_Trecho da página:_
+--

O documento de consulta pública da União Europeia mistura diversas vezes sexo e identidade de gênero. Muita gente não acredita em disforia de gênero, que é nascer com um sexo biológico mas se acreditar com outro. A ciência acredita e os anos 1980 também. Está aí Roberta Close que não nos deixa mentir. Legalmente, a questão é outra. Qual seria a premissa legal para se falar em identidade de gênero e disforia de gênero? Não está claro se há algum diagnóstico ou se basta a pessoa declarar. Sendo declaratório, não é arriscado atrelar crimes às declarações dos interessados? O documento não esclarece isso.

Leis são decorrentes da realidade. O documento prioriza uma das preocupações dos países sobre as outras. "A proteção legal varia significativamente na UE. Atualmente, 21 Estados Membros incluem expressamente a orientação sexual no discurso de ódio e/ou na legislação criminal como um fator agravante, enquanto 12 entre eles também incluem a identidade de gênero e 2 cobrem características sexuais.", diz o site de consulta da União Europeia.

Mudar a premissa de sexo biológico para identidade de gênero e continuar usando a mesma lei traz questões práticas. Considere um casal de lésbicas, que sempre foram lésbicas porque nascidas mulheres, com uma série de direitos e proteções porque são alvos de discriminação e ódio em um país. Se uma delas se identifica com o gênero masculino, então deixam de ser lésbicas, passam a ser um entediante casal heterossexual e perdem todas as proteções criadas justamente porque há a necessidade? Não deveria nem perguntar isso para não estragar a lacração, mas sou chata.

+--

Linhas do conjunto de dados de indicação de objetos
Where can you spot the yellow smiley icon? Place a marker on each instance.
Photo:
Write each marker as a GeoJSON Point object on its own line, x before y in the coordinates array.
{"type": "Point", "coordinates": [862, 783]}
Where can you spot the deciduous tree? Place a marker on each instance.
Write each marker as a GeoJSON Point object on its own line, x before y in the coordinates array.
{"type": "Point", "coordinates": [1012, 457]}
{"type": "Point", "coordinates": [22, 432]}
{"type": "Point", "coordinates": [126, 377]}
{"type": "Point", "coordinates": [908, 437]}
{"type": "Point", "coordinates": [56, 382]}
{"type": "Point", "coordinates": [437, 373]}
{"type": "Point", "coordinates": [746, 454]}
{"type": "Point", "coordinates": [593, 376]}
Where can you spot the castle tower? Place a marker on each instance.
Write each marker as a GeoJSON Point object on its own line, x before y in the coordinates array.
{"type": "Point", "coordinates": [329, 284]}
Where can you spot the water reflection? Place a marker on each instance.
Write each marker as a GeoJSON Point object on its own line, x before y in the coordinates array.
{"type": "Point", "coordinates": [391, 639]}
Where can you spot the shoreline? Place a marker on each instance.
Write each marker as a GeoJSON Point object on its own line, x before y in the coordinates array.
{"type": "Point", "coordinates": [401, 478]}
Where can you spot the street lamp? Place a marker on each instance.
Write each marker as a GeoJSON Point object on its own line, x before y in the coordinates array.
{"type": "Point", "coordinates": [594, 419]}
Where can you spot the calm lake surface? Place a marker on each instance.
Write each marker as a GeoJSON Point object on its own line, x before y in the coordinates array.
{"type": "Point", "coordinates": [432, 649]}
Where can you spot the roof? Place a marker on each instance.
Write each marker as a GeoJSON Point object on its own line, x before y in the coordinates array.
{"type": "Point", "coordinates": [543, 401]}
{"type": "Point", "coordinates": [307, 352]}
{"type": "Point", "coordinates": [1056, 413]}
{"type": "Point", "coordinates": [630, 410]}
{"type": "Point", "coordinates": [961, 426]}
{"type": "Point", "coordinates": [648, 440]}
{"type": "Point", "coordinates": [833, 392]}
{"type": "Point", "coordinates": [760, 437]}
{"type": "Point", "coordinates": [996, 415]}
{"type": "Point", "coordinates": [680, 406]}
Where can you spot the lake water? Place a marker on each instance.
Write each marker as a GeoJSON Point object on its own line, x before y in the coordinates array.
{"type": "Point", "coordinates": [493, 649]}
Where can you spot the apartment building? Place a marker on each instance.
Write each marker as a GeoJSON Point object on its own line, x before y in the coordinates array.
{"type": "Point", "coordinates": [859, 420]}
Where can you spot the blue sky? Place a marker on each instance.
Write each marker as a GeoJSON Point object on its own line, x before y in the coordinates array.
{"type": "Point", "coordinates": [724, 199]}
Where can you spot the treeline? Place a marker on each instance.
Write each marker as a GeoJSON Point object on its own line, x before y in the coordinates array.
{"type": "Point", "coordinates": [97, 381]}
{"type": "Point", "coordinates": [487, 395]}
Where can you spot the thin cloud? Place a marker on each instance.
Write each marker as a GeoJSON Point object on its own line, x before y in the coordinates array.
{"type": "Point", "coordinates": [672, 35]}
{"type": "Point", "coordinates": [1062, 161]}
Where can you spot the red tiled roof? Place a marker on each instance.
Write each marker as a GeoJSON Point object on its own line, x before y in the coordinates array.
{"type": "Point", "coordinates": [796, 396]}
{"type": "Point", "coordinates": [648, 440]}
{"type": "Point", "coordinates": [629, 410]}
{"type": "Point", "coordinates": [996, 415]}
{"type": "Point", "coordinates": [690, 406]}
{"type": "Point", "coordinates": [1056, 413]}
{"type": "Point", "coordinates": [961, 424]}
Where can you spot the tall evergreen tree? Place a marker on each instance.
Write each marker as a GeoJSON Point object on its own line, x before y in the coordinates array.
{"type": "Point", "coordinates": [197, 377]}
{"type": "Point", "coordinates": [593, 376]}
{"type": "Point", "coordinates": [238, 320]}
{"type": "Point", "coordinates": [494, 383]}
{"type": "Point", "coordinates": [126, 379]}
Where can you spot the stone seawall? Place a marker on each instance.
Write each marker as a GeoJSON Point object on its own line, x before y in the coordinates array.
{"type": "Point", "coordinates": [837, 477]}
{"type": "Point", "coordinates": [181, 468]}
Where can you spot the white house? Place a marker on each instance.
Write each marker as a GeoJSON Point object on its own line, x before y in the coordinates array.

+--

_Instruções da tarefa:_
Transcreva do trecho sobre a consulta pública da União Europeia a passagem que vai de "Mudar a premissa" até "mas sou chata.".

_A solução:_
Mudar a premissa de sexo biológico para identidade de gênero e continuar usando a mesma lei traz questões práticas. Considere um casal de lésbicas, que sempre foram lésbicas porque nascidas mulheres, com uma série de direitos e proteções porque são alvos de discriminação e ódio em um país. Se uma delas se identifica com o gênero masculino, então deixam de ser lésbicas, passam a ser um entediante casal heterossexual e perdem todas as proteções criadas justamente porque há a necessidade? Não deveria nem perguntar isso para não estragar a lacração, mas sou chata.